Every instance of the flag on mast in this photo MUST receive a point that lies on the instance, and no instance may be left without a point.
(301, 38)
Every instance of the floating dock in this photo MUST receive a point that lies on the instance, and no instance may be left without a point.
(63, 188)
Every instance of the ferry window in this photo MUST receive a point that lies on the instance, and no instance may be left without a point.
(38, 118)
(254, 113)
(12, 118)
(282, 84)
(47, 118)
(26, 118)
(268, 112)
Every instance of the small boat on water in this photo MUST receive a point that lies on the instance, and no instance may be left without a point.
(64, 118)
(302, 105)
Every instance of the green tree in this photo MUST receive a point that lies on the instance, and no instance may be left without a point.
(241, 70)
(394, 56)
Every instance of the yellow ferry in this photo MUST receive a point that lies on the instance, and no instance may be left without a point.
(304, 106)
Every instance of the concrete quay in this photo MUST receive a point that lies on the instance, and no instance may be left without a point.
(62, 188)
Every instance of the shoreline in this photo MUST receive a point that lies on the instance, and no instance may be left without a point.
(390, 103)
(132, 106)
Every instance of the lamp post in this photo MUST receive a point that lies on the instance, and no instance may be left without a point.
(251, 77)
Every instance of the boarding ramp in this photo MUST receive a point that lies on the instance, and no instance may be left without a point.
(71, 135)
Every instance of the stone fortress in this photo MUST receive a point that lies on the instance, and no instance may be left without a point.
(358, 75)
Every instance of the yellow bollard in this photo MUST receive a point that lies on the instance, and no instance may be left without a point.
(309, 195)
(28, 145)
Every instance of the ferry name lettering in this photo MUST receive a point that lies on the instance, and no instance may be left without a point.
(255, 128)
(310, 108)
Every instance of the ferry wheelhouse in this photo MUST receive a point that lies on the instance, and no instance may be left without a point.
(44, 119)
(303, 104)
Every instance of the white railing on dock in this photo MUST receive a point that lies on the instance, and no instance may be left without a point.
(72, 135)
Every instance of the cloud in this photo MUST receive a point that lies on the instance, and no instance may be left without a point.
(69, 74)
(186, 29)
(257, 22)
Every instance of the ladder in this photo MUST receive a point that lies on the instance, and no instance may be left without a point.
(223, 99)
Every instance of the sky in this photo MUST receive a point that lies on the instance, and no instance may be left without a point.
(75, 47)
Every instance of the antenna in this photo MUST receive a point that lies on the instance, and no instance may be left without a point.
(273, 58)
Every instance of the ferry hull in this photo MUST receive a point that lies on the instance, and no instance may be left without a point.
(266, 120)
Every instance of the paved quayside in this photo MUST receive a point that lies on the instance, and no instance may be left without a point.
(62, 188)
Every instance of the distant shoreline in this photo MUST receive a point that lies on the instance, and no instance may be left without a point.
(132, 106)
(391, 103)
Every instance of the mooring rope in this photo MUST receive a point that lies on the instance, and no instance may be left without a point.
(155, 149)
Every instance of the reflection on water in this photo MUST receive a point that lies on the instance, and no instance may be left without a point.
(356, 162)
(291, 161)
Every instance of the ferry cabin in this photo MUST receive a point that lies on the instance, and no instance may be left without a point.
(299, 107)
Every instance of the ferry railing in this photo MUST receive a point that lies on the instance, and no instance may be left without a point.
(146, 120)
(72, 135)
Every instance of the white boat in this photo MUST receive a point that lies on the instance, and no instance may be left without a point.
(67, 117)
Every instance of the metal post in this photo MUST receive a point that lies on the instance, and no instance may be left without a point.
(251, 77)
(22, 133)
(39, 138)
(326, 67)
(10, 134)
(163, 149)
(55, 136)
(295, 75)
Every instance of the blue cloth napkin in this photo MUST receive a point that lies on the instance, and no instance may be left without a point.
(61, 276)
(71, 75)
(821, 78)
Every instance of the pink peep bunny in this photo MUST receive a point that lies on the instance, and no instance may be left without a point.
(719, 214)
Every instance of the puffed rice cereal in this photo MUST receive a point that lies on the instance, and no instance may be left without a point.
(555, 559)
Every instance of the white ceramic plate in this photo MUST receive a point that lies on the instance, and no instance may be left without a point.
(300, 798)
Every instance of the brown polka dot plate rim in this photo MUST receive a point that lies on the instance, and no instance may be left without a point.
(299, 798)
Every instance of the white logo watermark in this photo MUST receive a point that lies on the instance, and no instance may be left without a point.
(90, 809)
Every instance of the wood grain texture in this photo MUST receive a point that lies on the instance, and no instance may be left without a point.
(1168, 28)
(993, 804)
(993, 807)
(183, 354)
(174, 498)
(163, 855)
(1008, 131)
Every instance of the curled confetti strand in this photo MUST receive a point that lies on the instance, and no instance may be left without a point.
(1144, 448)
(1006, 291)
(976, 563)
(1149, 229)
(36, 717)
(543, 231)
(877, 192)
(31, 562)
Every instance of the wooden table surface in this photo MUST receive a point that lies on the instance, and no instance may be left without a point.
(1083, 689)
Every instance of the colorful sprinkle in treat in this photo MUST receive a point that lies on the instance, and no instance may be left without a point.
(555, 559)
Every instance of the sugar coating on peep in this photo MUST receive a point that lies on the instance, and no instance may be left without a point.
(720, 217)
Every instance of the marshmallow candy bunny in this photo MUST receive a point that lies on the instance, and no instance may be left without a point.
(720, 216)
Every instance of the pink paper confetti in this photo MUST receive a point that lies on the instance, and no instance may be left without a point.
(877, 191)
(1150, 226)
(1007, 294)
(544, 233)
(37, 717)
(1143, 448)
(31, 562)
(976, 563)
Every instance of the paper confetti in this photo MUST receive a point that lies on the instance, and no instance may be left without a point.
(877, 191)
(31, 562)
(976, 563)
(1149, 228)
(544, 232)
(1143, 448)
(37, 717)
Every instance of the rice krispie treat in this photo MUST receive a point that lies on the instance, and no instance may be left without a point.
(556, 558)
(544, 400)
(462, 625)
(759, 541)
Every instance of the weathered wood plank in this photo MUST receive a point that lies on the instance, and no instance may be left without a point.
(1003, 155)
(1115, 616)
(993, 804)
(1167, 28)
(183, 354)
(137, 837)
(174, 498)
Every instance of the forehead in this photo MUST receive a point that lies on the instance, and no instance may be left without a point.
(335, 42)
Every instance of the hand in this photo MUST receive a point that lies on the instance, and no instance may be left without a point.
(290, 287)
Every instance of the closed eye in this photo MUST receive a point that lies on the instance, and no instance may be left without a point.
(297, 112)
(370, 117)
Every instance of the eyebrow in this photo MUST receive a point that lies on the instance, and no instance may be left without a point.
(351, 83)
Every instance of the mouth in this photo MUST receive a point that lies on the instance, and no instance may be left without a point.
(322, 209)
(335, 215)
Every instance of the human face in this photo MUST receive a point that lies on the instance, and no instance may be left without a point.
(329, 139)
-------------------------
* _Activity_:
Extract each record, keeping it identical to the original.

* _Response area_:
Every instance of the flag on mast in this photo MUST receive a point that lies on the instance, and no instance may be left without a point.
(301, 38)
Every instance of the floating dock in this photo MUST receive a point that lies on the instance, and no instance may be left without a point.
(63, 188)
Every instance of the ferry window in this photo MUST receive a point that lies on the instance, and no instance may be left without a point.
(38, 118)
(254, 113)
(12, 118)
(282, 84)
(47, 118)
(26, 118)
(268, 112)
Every instance of the small boat on water in this photo MUST receive a point that lies on the instance, and no instance may be left without a point.
(64, 118)
(302, 105)
Every instance of the green tree in this photo MUST receive a point that lies on the instance, and no instance may be left without a point.
(241, 70)
(394, 56)
Every instance of the yellow ferry in this photo MUST receive a point that lies on the instance, and no instance may be left without a point.
(304, 106)
Every instance of the concrete quay in this photo MUST receive a point that lies on the instance, and no instance may be left without a point.
(62, 188)
Every instance of the shoreline in this photo MUST receive a point that lies on the instance, and no instance may be left without a point.
(390, 103)
(132, 106)
Every instance of the lamp post in this photo MUST receive a point that lies on the instance, and no instance may be left without a point.
(251, 77)
Every instance of the boarding ramp in this photo MUST receive a point that lies on the instance, and no instance may be left without a point.
(71, 135)
Every instance of the stone fortress in this photo MUST receive a point that lies on the instance, and no instance may be left without a point.
(358, 75)
Every instance of the yellow bollard in this photo MUST receive a point that lies on the instance, and no instance may be left without a point.
(309, 195)
(28, 145)
Every instance of the ferry name lettering in this photo MUST receive a point that lies on the instance, and no instance may be left without a point.
(255, 128)
(310, 108)
Every instance of the ferry wheelhouse in this photo MUST receive a point that lies on the instance, and no instance may be left without a point.
(44, 119)
(303, 104)
Every instance of the white railing on dock in this photo MUST receive a point that lies on the instance, and no instance may be left without a point.
(72, 135)
Every instance of the cloud in this photo MUST receive a point that lies on the instance, and no instance may be left without a point.
(69, 74)
(186, 29)
(257, 22)
Every instance of the ladder in this photo MUST receive a point that lies on the instance, and no instance may be left without a point.
(223, 99)
Every instance of the sky in this photo MUST receive a point that lies on the instance, and no instance may be left without a point.
(75, 47)
Every instance of the antenna in this photo MUST receive a point that lies on the instance, and no instance may be left without a point.
(273, 58)
Every instance of the ferry hull in this photo MUST receive a point that lies on the instance, and no instance may be left without a point.
(266, 120)
Every instance of the paved quayside in this photo MUST receive a point that lies on the instance, and no instance may be left without a point.
(62, 188)
Every instance of the distant shoreline in this photo MUST receive a point that lies on the instance, and no instance may be left without a point.
(132, 106)
(391, 103)
Every instance of the mooring rope in this photo MUST receive a point that lies on the instance, and no instance may be left without a point.
(155, 149)
Every instance of the reflection on water in this photo MUST receive a point that lies on the instance, and no instance may be left without a point.
(356, 162)
(291, 161)
Every instance of the ferry cabin in this photo MUST receive a point that lies on the instance, and no instance may be left without a point.
(299, 107)
Every instance of the ferry railing in this photo MUST receive a point that lies on the instance, and no instance may be left without a point.
(146, 120)
(72, 135)
Every instance of the white boat in this photo MUST receive a point that lies on the instance, and no instance may be left without a point.
(67, 117)
Every instance of the metal post in this photo MUST receive a point that lies on the instance, and no instance may be left without a point.
(251, 77)
(22, 133)
(39, 138)
(326, 67)
(10, 134)
(163, 149)
(55, 136)
(295, 75)
Every instance of the blue cloth napkin in this photo MUST receive a point that lies on the instance, and no instance may be left without a point.
(61, 276)
(71, 75)
(821, 78)
Every instance of the pink peep bunny in this photo MUST receive a point that lies on the instance, and no instance may be left without a point.
(719, 214)
Every instance of the puffed rice cereal in this photo MUST receive a point that lies on the instance, and no instance may be left without a point.
(555, 559)
Every instance of the white ceramic plate in this photo MUST receive a point that lies on the instance, and no instance may be left without a point.
(300, 798)
Every instance of the brown polka dot plate rim in this photo MUST receive a point that lies on the instance, and no instance may be left without a point.
(299, 798)
Every instance of the white logo watermark in this photo MUST receive a point that lies on the instance, and no instance may be left without a point.
(90, 809)
Every instance of the wood grain texture in this photo MUST receive a point that lies on the instance, and no instance may be left without a point.
(1168, 28)
(993, 804)
(993, 807)
(183, 354)
(174, 498)
(163, 855)
(1008, 131)
Every instance of the curled confetti strand in this photo MUST receive a point that lies on the instance, and no instance may be left without a point.
(1144, 448)
(1006, 291)
(976, 563)
(1149, 229)
(36, 717)
(543, 231)
(877, 192)
(31, 562)
Every instance of the wooden table surface in this photo MUST receive a point that lies on the instance, and no instance may be left without a point.
(1083, 689)
Every instance of the colorful sprinkle in treat in this photo MUST receive a point that lies on the instance, and no instance may be left without a point.
(555, 559)
Every instance of the sugar coating on peep in this photo MUST receive a point that lies on the instance, and no instance may be left without a point.
(720, 217)
Every instance of the marshmallow candy bunny in this photo MUST receive a point that lies on the instance, and no instance may be left without a point.
(720, 216)
Every instance of the pink paper confetti in this photo MUST receive a point that lies on the instance, and no instance may be left without a point.
(877, 191)
(1150, 226)
(1007, 294)
(544, 233)
(37, 717)
(1143, 448)
(31, 562)
(976, 563)
Every instance of the paper confetti in this photo MUST receive a point that lies on the instance, and no instance may be left without a point.
(877, 191)
(31, 562)
(976, 563)
(1149, 228)
(544, 232)
(1143, 448)
(37, 717)
Every instance of the rice krispie treat in this photo MUST receive a point that lies on the instance, and no instance may be left without a point.
(556, 558)
(544, 400)
(462, 625)
(759, 541)
Every instance of the weathered wood plank in this photo MUST receive a point that lies on the instance, and no instance may be left without a point.
(1003, 155)
(1115, 616)
(993, 804)
(1167, 28)
(183, 354)
(137, 837)
(174, 498)
Every instance of the forehead in this photo MUST receive a point that lies on the instance, and no instance may be left without a point.
(335, 42)
Every instance of the hand in this photo MUST receive a point that lies on the instance, and no instance may be left without a point.
(290, 287)
Every instance of the closed eye in this photo MUST receive a point that lies on the instance, and no instance may be left without a point.
(297, 112)
(370, 117)
Every instance of the eyebrow in this photo MUST receive a point that lies on the instance, and no instance may be left without a point.
(351, 83)
Every instance of the mouth in this photo MUST receive a point that lies on the instance, and no instance may be left without a point.
(322, 209)
(335, 215)
Every instance of the human face in this photo MUST receive a point that lies on the instance, and no instance may be left without a point.
(329, 139)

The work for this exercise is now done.